··· DATA SHOWN ···
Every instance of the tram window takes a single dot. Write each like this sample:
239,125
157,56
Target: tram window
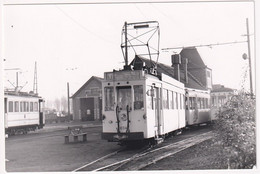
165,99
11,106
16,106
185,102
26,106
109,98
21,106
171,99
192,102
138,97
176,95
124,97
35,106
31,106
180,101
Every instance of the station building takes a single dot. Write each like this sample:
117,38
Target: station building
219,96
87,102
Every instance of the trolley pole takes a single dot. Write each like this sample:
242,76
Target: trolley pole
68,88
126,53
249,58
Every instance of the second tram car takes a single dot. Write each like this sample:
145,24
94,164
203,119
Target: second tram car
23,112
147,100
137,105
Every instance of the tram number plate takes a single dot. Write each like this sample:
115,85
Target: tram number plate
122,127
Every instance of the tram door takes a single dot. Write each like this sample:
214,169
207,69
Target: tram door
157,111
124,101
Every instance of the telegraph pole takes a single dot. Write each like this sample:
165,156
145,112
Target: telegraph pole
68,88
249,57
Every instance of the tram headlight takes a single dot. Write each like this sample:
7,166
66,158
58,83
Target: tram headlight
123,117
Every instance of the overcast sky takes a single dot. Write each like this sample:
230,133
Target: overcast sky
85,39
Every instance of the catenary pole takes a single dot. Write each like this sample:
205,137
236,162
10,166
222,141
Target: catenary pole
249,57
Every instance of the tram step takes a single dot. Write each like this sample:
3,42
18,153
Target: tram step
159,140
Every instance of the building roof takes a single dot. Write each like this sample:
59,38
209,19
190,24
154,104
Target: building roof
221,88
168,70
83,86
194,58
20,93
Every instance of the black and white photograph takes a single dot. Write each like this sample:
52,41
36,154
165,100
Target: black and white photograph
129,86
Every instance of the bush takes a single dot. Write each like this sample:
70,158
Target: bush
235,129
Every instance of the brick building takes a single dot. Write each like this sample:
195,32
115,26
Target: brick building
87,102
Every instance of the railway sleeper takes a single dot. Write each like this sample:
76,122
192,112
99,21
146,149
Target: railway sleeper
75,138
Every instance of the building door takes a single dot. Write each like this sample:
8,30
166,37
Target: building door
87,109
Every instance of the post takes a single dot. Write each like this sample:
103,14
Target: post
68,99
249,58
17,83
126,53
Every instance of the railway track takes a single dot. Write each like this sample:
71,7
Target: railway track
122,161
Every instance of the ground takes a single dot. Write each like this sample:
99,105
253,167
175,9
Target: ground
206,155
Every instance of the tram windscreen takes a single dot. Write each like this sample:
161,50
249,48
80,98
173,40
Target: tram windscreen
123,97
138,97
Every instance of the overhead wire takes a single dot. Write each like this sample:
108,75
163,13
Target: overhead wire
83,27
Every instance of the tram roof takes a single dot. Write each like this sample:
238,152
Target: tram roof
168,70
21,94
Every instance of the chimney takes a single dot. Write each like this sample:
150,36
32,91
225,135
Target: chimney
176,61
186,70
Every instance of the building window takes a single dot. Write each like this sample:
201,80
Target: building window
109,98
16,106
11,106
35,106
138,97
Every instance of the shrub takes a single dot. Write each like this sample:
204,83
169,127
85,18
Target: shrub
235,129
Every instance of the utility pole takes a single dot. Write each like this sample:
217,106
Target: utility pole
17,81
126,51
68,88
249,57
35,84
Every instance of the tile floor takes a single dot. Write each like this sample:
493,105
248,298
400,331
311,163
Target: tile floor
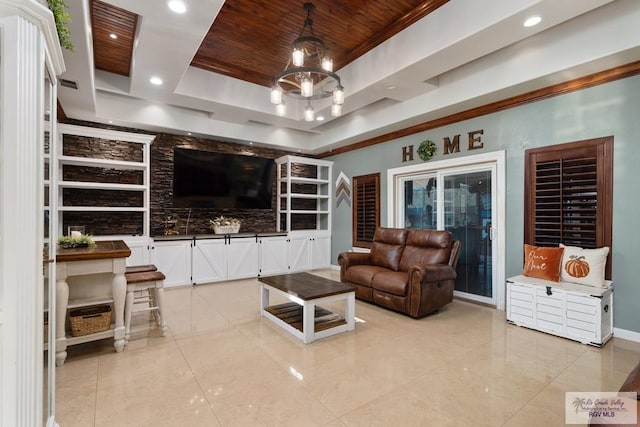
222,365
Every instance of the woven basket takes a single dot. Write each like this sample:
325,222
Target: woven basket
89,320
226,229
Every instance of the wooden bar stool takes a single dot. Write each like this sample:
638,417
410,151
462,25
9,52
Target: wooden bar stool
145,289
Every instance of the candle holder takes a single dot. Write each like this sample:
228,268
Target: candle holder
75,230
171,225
···
··· DATA SHOWN ···
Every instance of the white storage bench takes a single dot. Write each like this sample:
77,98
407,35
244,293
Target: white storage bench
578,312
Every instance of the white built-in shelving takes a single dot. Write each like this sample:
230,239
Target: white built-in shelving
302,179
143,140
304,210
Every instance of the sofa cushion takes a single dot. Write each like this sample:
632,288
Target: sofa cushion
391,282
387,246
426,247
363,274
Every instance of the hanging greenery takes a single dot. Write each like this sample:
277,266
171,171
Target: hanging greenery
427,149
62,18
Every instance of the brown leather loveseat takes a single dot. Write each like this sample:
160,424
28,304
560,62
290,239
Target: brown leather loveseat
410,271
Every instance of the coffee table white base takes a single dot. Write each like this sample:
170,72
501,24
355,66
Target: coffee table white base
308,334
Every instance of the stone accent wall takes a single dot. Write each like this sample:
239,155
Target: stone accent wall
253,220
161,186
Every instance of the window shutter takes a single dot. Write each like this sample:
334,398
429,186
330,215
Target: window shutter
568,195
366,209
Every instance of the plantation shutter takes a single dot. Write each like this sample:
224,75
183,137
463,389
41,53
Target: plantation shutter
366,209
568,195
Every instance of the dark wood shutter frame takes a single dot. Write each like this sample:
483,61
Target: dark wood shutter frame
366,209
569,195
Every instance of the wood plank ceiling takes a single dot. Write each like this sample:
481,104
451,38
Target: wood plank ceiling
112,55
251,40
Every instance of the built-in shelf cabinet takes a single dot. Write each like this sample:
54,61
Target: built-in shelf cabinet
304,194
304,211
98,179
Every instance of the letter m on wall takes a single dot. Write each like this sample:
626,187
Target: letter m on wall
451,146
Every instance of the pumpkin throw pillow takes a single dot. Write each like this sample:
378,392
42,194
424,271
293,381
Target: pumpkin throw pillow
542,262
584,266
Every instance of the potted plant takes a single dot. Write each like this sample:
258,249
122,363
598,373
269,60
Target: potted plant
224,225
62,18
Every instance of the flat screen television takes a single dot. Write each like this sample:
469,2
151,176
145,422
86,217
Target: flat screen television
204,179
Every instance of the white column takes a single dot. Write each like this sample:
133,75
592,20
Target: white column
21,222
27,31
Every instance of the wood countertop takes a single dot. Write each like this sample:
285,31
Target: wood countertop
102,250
···
◆ **WORK REQUIRED**
Filter the records above down to the lines that contain the word "woven", copying each such line. Case counts.

◆ **RESULT**
Every instance of the woven basket takes a single dot. Write each like this sample:
Target: woven basket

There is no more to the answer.